--- Fragmento ---
= = =
Juan Milián Querol | 10 de octubre de 2019
El fracaso de la moción de censura a Joaquim Torra demuestra que la nueva izquierda está más interesada en mirarse el ombligo que en mostrar la unidad del constitucionalismo.
La moción de censura al presidente de la Generalitat, Joaquim Torra, que se debatió y votó el pasado lunes, no prosperó. Nadie lo esperaba. En un pasado muy reciente, la propia candidata de Ciudadanos había esgrimido la imposible aritmética parlamentaria como excusa para rechazar algo que ahora, tras la convocatoria automática de elecciones generales, le parecía ineludible. Rectificar es de sabios, aunque quizá haya llegado tarde. El objetivo de la moción de censura debería haber sido mostrar la unidad del constitucionalismo -algo complicado en periodo preelectoral- ante unos partidos independentistas que prometen regresar a la desobediencia y la confrontación, una vez publicada la inminente sentencia del Tribunal Supremo.
Sumar parlamentariamente era imposible con una izquierda cada día menos obrera y más identitaria. No obstante, los tres partidos constitucionalistas tenían la oportunidad de lanzar un mensaje de esperanza a los catalanes que nos tememos otro invierno nacionalista. El constitucionalismo podía dejar de lado, por unos instantes, sus legítimas diferencias ideológicas y demostrar que la colaboración es posible más allá de momentos agónicos como los de hace dos años, cuando rozamos el conflicto civil.
En todo caso, gran parte de la izquierda catalana no ha entendido aún que nada hay menos progresista que el separatismo -que, por cierto, tampoco es liberal, ni conservador, sino un simple populismo de las élites-. Defender el Estado de derecho le resultará poco glamuroso a la nueva izquierda, pero sin imperio de la Ley el poder arbitrario del más fuerte se impone a los débiles. La unidad de España le parecerá algo pasado de moda, pero flirtear con el falso derecho a decidir es favorecer el chantaje de los más ricos para acabar con la solidaridad y el Estado de bienestar.
= = =
--- Datos extraídos ---

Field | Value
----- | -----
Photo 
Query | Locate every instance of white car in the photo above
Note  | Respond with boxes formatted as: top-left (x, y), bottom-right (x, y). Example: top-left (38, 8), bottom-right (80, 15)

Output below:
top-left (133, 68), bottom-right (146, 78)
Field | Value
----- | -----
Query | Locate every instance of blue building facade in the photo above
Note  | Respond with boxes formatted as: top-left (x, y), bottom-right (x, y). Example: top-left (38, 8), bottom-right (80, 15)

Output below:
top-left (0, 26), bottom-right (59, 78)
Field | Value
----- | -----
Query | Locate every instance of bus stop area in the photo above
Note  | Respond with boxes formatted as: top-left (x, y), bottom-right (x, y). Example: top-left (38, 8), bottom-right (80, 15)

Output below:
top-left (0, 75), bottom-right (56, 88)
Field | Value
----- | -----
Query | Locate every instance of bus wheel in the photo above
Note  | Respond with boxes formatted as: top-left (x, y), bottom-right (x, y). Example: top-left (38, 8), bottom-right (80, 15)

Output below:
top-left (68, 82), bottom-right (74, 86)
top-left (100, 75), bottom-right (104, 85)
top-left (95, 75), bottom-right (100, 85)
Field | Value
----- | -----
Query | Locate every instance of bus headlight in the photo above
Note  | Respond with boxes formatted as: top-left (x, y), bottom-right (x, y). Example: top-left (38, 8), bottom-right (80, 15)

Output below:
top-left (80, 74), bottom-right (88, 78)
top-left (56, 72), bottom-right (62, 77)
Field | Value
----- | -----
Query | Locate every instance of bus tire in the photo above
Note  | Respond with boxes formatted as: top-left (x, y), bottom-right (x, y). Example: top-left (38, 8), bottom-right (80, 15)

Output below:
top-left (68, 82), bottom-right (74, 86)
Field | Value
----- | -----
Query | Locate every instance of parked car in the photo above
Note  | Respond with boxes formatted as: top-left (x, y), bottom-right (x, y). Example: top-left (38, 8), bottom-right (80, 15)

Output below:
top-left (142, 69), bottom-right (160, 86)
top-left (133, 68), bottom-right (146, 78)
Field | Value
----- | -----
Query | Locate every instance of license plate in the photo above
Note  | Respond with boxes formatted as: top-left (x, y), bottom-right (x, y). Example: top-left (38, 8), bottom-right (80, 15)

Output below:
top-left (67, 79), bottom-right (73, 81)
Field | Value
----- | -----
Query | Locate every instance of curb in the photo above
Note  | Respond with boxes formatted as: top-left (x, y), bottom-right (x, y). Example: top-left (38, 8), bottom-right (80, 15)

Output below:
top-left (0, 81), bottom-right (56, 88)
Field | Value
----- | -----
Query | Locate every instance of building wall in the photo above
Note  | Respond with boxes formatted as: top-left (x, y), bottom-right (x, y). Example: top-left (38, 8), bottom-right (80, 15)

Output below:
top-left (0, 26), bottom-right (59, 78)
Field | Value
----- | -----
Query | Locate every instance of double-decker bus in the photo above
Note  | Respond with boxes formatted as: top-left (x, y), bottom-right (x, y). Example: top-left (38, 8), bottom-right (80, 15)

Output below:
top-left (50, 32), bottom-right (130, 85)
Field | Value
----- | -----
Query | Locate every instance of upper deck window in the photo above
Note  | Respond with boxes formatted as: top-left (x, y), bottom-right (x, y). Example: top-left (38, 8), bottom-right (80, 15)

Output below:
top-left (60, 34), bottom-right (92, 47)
= = =
--- Tareas por realizar ---
**1.** Según el artículo sobre la moción de censura a Torra, ¿qué había usado en el pasado la candidata de Ciudadanos como excusa para rechazar la moción?
**2.** Reproduce textualmente el tramo del artículo sobre la moción de censura a Torra que comienza por "Sumar parlamentariamente era" y continúa hasta "el conflicto civil.", ambos incluidos.

--- Respuestas finales ---
**1.** La imposible aritmética parlamentaria.

**2.**
Sumar parlamentariamente era imposible con una izquierda cada día menos obrera y más identitaria. No obstante, los tres partidos constitucionalistas tenían la oportunidad de lanzar un mensaje de esperanza a los catalanes que nos tememos otro invierno nacionalista. El constitucionalismo podía dejar de lado, por unos instantes, sus legítimas diferencias ideológicas y demostrar que la colaboración es posible más allá de momentos agónicos como los de hace dos años, cuando rozamos el conflicto civil.